> [EXERCISE AIM]: Pick out each line of the listing below that contains the word "concrete", and copy those lines in full.

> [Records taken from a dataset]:
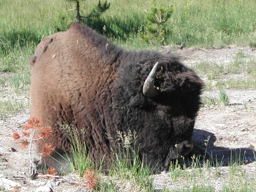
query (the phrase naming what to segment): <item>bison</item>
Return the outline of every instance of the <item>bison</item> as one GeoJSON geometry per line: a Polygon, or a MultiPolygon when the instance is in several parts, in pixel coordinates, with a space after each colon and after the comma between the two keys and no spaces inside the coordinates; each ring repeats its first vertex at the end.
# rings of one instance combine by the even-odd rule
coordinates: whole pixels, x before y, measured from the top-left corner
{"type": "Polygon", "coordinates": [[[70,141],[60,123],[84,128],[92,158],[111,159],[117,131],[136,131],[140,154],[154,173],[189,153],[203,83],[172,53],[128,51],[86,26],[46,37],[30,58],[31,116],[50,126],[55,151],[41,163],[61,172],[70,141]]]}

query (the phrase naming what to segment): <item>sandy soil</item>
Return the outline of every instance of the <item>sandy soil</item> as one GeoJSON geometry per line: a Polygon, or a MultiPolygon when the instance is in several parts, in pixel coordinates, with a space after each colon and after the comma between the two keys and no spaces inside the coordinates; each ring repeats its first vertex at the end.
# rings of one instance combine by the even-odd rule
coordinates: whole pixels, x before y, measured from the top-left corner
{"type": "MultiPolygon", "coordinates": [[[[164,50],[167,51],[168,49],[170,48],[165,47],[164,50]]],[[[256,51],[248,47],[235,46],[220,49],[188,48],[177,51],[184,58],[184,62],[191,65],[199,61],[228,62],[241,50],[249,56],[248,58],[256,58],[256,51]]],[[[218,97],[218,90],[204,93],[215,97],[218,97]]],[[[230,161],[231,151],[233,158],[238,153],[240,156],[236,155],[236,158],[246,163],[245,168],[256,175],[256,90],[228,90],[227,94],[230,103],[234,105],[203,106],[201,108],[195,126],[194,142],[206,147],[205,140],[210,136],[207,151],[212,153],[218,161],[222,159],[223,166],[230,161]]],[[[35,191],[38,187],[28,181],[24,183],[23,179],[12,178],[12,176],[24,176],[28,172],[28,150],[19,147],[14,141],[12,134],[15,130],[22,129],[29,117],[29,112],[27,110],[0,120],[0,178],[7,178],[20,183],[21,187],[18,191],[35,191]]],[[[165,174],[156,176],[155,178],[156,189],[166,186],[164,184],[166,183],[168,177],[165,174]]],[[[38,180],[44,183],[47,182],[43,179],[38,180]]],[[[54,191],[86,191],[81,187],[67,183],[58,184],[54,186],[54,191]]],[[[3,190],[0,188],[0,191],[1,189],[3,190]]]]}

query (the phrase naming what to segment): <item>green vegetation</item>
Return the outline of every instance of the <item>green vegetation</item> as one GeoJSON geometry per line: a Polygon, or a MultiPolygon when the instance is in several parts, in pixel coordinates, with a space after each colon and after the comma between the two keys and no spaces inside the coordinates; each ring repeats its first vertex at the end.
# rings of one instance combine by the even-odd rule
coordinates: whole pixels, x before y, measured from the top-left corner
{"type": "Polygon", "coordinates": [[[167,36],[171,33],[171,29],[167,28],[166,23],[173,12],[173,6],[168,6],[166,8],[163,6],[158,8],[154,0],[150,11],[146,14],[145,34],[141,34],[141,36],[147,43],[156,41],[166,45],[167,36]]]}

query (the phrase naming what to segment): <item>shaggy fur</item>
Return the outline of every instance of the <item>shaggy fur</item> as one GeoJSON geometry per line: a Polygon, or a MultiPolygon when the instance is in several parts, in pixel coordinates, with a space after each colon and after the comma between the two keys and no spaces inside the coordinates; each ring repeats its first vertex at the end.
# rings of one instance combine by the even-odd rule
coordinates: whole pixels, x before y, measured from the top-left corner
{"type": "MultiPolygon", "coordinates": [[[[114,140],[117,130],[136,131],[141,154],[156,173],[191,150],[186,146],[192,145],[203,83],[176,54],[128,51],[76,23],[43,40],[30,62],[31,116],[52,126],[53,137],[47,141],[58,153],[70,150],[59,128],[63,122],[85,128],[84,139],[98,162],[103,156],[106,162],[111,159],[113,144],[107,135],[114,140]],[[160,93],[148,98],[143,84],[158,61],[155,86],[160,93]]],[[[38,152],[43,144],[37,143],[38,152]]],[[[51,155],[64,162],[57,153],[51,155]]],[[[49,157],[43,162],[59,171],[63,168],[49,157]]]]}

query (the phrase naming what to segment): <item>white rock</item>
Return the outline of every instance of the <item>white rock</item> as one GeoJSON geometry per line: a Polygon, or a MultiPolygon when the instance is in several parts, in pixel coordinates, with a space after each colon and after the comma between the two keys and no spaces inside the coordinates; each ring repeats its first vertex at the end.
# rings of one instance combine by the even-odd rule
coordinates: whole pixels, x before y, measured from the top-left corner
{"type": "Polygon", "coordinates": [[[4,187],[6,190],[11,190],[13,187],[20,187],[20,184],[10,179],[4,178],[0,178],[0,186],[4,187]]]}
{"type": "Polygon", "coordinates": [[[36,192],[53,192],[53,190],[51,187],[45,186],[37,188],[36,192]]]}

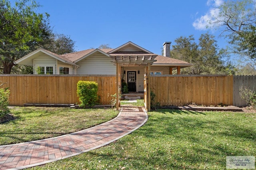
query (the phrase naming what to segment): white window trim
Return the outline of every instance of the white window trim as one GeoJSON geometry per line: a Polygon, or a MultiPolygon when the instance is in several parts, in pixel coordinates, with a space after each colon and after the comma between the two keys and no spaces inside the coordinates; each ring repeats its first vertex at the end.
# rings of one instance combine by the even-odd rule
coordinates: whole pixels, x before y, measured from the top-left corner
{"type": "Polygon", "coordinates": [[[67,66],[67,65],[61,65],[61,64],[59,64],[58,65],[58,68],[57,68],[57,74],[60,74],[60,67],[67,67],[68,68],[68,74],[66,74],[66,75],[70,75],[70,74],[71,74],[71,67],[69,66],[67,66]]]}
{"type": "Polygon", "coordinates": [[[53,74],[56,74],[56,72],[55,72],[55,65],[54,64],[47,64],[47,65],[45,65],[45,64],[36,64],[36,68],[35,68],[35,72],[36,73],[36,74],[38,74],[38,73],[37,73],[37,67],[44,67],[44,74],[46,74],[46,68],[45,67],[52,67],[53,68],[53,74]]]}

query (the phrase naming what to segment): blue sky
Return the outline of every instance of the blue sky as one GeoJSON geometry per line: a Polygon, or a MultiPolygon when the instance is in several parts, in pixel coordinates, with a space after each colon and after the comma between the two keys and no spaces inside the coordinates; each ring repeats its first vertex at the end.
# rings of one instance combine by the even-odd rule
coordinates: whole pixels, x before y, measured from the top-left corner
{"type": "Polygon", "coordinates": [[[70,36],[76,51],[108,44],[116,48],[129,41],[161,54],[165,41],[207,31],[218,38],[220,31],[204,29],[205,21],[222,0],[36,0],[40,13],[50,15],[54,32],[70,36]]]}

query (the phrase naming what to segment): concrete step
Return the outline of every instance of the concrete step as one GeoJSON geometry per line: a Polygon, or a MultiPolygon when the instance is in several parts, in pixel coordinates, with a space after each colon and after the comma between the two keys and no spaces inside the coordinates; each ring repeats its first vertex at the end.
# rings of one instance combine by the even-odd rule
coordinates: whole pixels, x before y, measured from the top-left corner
---
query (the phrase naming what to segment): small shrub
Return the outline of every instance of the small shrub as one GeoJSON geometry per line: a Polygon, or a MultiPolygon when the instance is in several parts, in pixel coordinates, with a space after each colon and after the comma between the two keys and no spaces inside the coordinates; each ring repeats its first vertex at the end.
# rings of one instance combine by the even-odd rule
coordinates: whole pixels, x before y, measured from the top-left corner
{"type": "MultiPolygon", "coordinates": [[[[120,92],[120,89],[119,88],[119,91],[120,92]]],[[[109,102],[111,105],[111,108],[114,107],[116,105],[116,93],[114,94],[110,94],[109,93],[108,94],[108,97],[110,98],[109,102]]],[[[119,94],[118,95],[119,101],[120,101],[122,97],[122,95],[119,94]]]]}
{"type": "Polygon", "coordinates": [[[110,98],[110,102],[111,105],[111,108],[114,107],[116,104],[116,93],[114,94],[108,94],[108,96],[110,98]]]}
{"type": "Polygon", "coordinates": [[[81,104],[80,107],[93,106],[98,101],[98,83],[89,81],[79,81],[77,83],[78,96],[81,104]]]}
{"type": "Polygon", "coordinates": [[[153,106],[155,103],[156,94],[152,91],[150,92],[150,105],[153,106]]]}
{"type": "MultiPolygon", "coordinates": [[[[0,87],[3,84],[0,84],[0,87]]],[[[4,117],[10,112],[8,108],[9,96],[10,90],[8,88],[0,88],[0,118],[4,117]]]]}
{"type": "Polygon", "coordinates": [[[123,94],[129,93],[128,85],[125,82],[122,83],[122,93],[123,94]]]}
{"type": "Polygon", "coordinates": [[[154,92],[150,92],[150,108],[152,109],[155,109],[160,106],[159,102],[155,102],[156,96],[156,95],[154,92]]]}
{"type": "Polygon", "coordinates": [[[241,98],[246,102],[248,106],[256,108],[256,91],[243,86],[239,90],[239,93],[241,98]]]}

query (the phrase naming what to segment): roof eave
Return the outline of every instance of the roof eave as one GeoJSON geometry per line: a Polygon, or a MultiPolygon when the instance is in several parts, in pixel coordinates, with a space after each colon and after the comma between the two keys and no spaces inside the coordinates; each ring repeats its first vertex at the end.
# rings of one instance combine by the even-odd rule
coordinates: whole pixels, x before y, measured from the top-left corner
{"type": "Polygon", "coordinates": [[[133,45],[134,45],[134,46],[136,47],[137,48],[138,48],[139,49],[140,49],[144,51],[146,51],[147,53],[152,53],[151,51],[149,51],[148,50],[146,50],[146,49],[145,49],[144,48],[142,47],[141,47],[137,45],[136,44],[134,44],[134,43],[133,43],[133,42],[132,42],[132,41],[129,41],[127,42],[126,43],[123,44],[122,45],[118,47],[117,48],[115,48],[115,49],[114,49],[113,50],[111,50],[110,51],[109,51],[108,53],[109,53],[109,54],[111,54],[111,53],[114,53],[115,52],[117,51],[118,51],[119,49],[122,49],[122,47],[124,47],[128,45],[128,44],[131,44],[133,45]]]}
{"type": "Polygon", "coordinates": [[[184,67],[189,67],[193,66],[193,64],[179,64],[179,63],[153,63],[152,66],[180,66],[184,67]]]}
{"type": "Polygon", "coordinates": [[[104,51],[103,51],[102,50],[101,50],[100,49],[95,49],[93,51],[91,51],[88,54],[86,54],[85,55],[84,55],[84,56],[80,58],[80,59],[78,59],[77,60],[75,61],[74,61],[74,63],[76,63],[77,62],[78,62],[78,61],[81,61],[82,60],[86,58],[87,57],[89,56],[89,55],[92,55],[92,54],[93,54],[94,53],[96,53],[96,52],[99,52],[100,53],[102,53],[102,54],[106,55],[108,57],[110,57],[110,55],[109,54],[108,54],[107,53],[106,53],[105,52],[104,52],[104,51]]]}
* * *
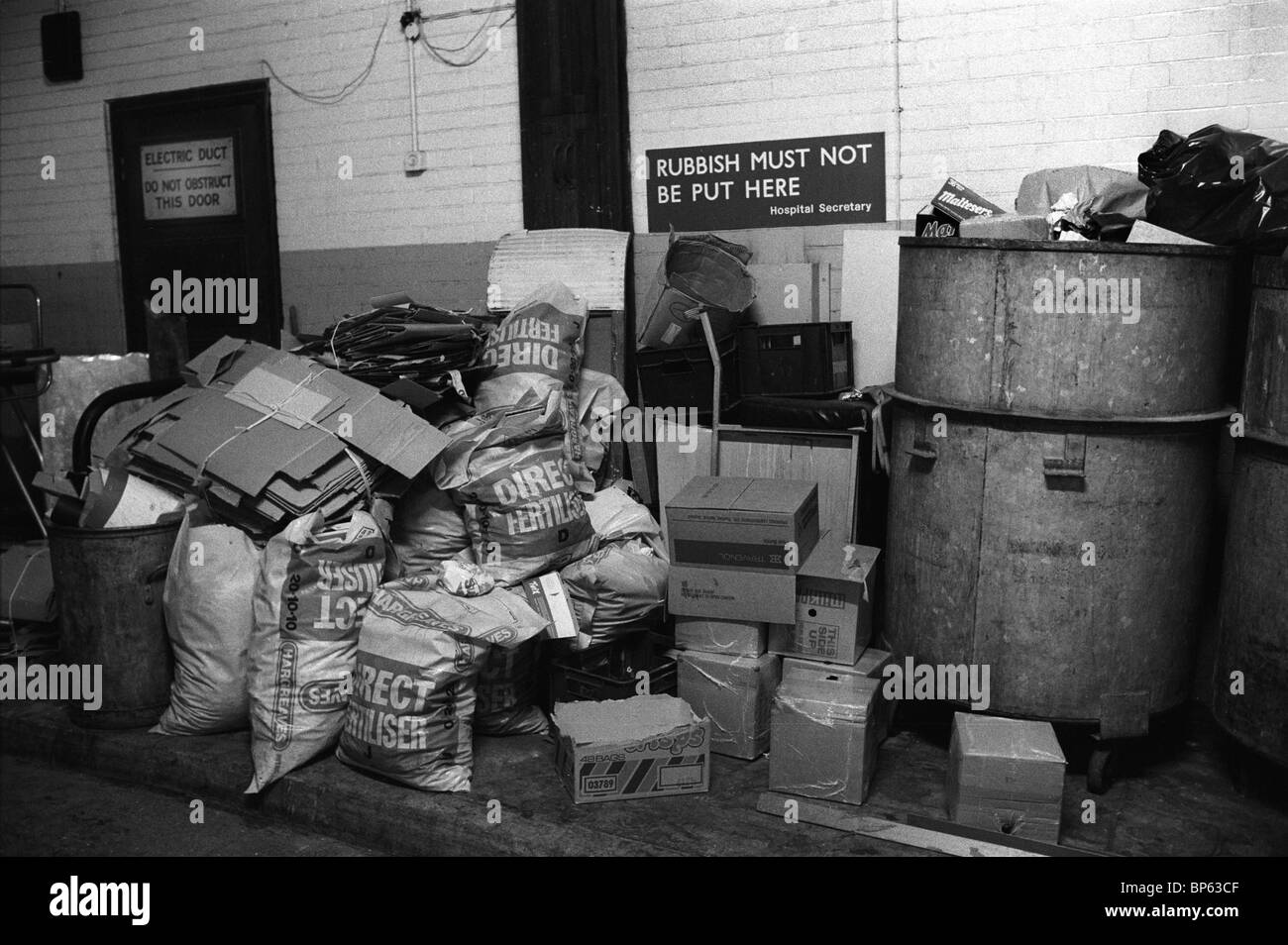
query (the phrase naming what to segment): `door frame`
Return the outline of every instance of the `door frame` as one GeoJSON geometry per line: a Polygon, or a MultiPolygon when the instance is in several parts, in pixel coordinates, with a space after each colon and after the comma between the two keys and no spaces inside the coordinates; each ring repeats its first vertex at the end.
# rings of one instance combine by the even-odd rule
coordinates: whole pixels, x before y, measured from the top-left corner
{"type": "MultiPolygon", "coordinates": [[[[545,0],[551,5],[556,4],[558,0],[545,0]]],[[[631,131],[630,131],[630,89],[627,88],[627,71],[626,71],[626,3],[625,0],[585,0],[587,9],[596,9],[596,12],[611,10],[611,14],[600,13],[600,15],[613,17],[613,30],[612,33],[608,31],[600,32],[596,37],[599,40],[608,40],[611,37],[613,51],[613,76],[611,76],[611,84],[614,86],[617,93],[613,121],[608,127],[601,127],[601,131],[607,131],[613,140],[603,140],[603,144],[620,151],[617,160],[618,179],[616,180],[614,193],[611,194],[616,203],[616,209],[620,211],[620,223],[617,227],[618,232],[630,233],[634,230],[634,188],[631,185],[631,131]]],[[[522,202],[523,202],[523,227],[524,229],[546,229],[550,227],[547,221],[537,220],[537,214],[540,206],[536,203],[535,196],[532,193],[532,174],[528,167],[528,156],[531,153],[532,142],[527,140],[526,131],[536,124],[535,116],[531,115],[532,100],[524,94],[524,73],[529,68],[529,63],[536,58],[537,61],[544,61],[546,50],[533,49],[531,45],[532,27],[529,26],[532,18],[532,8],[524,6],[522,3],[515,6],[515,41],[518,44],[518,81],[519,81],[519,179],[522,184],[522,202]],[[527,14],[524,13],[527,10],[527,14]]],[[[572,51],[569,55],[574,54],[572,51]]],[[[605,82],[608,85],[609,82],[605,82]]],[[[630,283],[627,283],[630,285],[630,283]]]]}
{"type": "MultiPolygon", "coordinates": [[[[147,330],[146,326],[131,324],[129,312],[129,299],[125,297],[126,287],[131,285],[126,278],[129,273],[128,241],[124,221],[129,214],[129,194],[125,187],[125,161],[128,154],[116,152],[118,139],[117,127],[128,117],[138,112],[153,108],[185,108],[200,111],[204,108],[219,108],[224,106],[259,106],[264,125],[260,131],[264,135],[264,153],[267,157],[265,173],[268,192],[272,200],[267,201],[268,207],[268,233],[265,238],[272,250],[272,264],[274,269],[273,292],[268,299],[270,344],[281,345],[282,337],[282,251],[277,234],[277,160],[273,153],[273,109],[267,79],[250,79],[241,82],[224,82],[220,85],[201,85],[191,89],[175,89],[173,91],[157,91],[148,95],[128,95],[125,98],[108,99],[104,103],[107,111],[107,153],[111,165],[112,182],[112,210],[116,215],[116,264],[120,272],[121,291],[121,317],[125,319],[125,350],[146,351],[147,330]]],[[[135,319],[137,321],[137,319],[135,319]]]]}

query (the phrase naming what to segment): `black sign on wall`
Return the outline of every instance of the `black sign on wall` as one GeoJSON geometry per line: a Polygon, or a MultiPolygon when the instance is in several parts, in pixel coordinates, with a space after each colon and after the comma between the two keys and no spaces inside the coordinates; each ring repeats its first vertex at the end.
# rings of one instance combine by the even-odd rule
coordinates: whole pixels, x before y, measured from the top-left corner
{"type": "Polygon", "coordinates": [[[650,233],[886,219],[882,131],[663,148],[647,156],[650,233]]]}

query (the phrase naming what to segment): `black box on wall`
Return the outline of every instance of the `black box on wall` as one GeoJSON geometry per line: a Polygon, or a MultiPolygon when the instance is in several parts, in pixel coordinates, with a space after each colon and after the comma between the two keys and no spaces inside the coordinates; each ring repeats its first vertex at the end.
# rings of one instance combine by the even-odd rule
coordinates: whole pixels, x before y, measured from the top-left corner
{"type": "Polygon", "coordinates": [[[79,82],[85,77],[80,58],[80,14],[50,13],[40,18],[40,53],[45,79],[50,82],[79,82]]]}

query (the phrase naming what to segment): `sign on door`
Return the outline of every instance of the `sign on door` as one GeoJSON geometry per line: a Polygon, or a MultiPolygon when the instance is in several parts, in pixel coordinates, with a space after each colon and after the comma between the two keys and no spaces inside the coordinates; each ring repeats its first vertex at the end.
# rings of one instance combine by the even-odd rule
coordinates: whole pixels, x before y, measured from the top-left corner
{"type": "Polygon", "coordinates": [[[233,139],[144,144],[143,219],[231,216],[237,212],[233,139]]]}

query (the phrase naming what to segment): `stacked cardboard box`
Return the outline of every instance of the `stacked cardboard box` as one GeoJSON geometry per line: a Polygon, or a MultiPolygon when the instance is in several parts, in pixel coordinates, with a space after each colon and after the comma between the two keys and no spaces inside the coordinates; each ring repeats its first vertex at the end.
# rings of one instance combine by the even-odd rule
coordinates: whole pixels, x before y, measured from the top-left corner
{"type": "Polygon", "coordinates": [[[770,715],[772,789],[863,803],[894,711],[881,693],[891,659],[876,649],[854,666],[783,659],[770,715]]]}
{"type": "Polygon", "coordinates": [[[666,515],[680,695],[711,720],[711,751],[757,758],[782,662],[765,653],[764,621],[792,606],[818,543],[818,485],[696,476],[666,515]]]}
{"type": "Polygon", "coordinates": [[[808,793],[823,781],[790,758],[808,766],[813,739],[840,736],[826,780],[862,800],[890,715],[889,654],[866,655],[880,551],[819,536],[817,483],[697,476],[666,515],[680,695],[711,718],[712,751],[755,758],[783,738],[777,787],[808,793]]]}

> [REPLY TO THE EXERCISE]:
query (the phrase naming what to segment): concrete step
Return the outline of every instance of the concrete step as one GeoJSON geometry per line: a Polygon, or a MultiPolygon when the instance is in several parts, in pixel coordinates, with a space after each colon and after the comma between the two keys and no spaces inside the coordinates; each ring repeats its first vertex at the end.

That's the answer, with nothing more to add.